Records for the exercise
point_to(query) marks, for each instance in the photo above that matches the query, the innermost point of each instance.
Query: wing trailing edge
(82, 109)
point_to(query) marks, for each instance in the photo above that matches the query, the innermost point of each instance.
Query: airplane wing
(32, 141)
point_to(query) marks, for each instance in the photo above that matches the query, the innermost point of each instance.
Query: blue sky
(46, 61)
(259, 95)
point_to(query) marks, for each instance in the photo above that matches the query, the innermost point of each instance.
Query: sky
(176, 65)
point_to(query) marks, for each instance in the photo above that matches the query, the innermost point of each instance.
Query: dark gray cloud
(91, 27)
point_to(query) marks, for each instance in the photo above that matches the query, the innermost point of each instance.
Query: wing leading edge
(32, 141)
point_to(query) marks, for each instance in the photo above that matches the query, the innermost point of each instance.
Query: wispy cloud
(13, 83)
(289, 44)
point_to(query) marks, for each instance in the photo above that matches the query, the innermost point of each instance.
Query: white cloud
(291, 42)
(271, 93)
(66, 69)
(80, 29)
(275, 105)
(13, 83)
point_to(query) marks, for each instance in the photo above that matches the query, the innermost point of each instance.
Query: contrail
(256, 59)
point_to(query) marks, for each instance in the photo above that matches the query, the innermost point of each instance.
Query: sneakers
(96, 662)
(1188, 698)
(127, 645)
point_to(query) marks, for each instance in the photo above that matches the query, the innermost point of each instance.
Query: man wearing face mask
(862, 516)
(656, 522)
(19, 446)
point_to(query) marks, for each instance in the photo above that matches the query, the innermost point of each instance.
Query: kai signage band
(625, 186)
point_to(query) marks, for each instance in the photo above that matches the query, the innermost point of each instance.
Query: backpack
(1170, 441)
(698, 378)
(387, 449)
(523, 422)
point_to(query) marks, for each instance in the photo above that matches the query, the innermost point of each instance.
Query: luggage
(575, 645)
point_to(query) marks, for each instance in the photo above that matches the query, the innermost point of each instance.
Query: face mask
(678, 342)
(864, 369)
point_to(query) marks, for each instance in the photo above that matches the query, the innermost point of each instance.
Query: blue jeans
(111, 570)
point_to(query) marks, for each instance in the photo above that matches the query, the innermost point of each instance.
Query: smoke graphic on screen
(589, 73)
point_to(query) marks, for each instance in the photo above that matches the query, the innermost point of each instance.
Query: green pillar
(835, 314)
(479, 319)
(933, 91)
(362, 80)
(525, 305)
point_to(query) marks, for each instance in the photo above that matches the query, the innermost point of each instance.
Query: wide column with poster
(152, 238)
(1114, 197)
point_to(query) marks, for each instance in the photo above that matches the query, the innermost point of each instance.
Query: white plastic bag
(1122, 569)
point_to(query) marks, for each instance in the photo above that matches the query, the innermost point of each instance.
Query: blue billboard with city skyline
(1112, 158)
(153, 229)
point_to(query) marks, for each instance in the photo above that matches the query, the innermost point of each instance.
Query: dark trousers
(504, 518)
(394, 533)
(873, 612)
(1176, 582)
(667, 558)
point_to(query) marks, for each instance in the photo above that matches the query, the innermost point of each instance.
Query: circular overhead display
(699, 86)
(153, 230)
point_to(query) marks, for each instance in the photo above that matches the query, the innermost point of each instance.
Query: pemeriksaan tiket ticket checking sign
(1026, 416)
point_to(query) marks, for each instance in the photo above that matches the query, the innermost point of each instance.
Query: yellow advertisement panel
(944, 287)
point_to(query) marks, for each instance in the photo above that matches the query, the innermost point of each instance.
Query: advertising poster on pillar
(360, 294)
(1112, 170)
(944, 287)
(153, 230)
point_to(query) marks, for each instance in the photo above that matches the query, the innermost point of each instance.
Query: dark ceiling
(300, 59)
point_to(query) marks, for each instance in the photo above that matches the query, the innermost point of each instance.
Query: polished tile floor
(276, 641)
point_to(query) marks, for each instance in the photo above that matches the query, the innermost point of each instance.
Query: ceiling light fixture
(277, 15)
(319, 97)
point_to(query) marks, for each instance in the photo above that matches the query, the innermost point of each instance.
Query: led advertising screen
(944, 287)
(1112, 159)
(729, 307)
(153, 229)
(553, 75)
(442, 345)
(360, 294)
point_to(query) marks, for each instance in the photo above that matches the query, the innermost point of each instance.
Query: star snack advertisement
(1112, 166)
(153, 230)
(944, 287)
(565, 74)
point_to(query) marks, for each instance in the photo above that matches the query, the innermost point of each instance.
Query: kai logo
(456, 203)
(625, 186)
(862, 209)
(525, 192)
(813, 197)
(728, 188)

Written exercise
Please restate the data word for word, every record included.

Exercise output
point_to(query) marks, for each instance in the photo above that matches the query, the innermost point of each instance.
Query: wing trailing edge
(82, 109)
point_to(query) marks, for each instance in the photo above that matches the query, the innermost point of each instance.
Query: airplane wing
(32, 141)
point_to(query) marks, for each instance in the photo above that matches the query, the innermost point of each instance.
Query: blue sky
(46, 61)
(259, 95)
point_to(query) marks, for each instance in the photo above that matches the query, the innermost point of each instance.
Query: sky
(176, 65)
point_to(query) marks, for each instance in the photo above that matches the query, the innermost point of each instance.
Query: dark gray cloud
(91, 27)
point_to(query) marks, for each instance in the photo above that matches the query, the innermost point of each instance.
Query: wing leading edge
(32, 141)
point_to(query) marks, for each instance in the photo above that matches the query, the innermost point of each instance.
Query: wispy cloud
(13, 83)
(289, 44)
point_to(query) marks, for each instance in the photo above that matches the query, the innermost point of each instance.
Query: white cloud
(291, 42)
(271, 93)
(66, 69)
(80, 29)
(275, 105)
(13, 83)
point_to(query) marks, for each instance in the photo above that matches the query, the innermost point of each instance.
Query: contrail
(256, 59)
point_to(query) marks, for each instance in the photo above that matches the query, the innermost point of each instance.
Query: sneakers
(96, 662)
(1188, 698)
(127, 645)
point_to(query) marks, for each instance in the photo above that matches the query, the innermost point of each instance.
Query: man wearing face mask
(862, 516)
(656, 522)
(19, 446)
point_to(query) marks, for each instance in the photo above that matches the query, the innermost point of each instance.
Query: kai signage band
(625, 186)
point_to(query) marks, for each instance in the photo above that matches the query, the innermost point of each instance.
Query: backpack
(1170, 441)
(698, 378)
(387, 449)
(523, 422)
point_to(query) marks, for each instance in the photo above that matches the query, the innermost point of each instance.
Query: luggage
(575, 645)
point_to(query) marks, for each instance in the photo above that matches the query, the innermost point of each instance.
Query: face mask
(678, 342)
(864, 369)
point_to(query) marks, for each instance in the photo above that matches the query, the innermost point of each instance.
Query: blue jeans
(111, 570)
point_to(query) marks, for each instance in the photo above that matches the query, the innermost point of each instance.
Query: smoke graphic on screen
(589, 73)
point_to(query) marks, for each instance in the photo above that matches the query, the innermost point of each instance.
Query: green pillar
(835, 314)
(479, 319)
(933, 91)
(362, 80)
(525, 305)
point_to(query) marks, for each instance in the photo above that matches the query, the innermost point of each instance.
Query: wide column with poster
(152, 238)
(1114, 197)
point_to(query) marks, for each instance in the photo above that matches the query, the innermost point of each instance.
Query: white plastic bag
(1122, 569)
point_to(query) marks, for each instance in the photo above that matches the query, the innermost point of each instance.
Query: blue billboard with city skyline
(1112, 158)
(153, 229)
point_to(query) marks, for each instance in the photo above that matches the query, the innermost point of each instance.
Query: dark trousers
(504, 518)
(394, 533)
(873, 612)
(1176, 582)
(667, 558)
point_to(query) marks, for each instance in the photo above that matches the query, the innermost point of each instance.
Query: circular overhead display
(699, 86)
(153, 230)
point_to(query) marks, for each instance in the photo above that matches the query, the innermost point of each instance.
Query: pemeriksaan tiket ticket checking sign
(1026, 416)
point_to(query) marks, for each instance in the photo above that matches the query, the innermost point of each instance.
Query: yellow advertisement panel
(944, 287)
point_to(query) marks, for each instance in the photo above that matches the query, the innermost point of each instance.
Query: advertising poster on pillar
(360, 294)
(1112, 170)
(944, 287)
(153, 230)
point_to(query) marks, for each instance in the photo above that matches the query, the innermost point of each instance.
Query: dark ceiling
(300, 59)
point_to(query) marks, for each instance in the photo above that matches the query, the innermost point of each instance.
Query: polished tile floor
(276, 641)
point_to(query) marks, for each instance in the photo above that matches the query, the innermost point of each instance.
Query: ceiling light fixture
(277, 15)
(319, 97)
point_to(query) marks, for each instance in the photo above that matches the query, the innermost point of each instance.
Query: led advertising screen
(944, 287)
(1112, 159)
(729, 307)
(153, 229)
(553, 75)
(442, 345)
(360, 294)
point_to(query) marks, for each instance in the photo above that matches the query, the innermost point of each instance.
Query: star snack advertisement
(1112, 166)
(153, 230)
(944, 287)
(565, 74)
point_to(query) marks, for each instance in the photo above that matches the query, the innermost point of each instance.
Query: kai logo
(456, 203)
(625, 186)
(862, 209)
(525, 192)
(813, 197)
(728, 188)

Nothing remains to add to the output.